> EXCERPTED DATA
*** Begin section ***

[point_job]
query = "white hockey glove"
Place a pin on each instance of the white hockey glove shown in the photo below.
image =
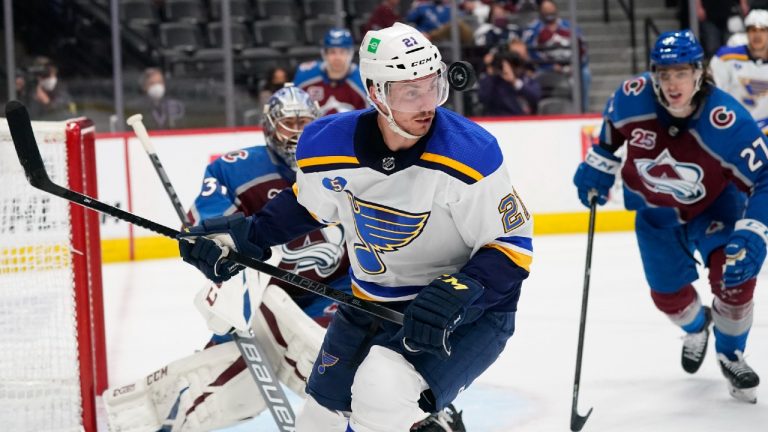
(223, 306)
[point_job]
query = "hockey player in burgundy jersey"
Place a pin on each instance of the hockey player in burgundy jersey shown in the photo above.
(334, 82)
(696, 173)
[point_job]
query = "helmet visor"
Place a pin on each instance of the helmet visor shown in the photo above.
(419, 95)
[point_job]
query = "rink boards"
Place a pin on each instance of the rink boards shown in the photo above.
(541, 154)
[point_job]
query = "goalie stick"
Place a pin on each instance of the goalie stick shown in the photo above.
(261, 370)
(577, 421)
(29, 156)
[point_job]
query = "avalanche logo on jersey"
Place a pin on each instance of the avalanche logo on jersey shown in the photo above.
(755, 89)
(666, 175)
(382, 229)
(721, 117)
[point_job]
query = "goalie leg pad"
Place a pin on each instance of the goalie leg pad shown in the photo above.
(317, 418)
(207, 390)
(385, 393)
(290, 339)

*** End section ***

> EXERCISE AIM
Give the data above again, exactly, with every picture removed.

> YOUR RESPONSE
[point_job]
query = "white hockey glove"
Place a pin on each instance of the white hockey glove shown in the photo below.
image =
(223, 306)
[point_job]
query = "hockey player in burgundy jersey"
Place a pin on each instance of the hockey player in burgundy jersey shown in the photo above.
(334, 82)
(696, 173)
[point_job]
query = "helmet visor"
Place a pin on each instance of the helmet visor shown in the photo above.
(419, 95)
[point_job]
query = "rink boards"
Place a pin on each instance of the rink boards shown in the photo above.
(541, 154)
[point_job]
query = "goalie stick"
Place a pin on each instance of the goalie stick shown in the photo above.
(261, 370)
(577, 421)
(29, 156)
[point_job]
query = "avalanche logo on jersey"
Place a pin on each instance of the avalanche logo on jersey shown in the photo above.
(755, 89)
(666, 175)
(382, 229)
(721, 117)
[point_job]
query = "goalie leg pad"
Place a pin on each instance of the goalie leg pad shown in the photo above.
(317, 418)
(207, 390)
(385, 393)
(290, 339)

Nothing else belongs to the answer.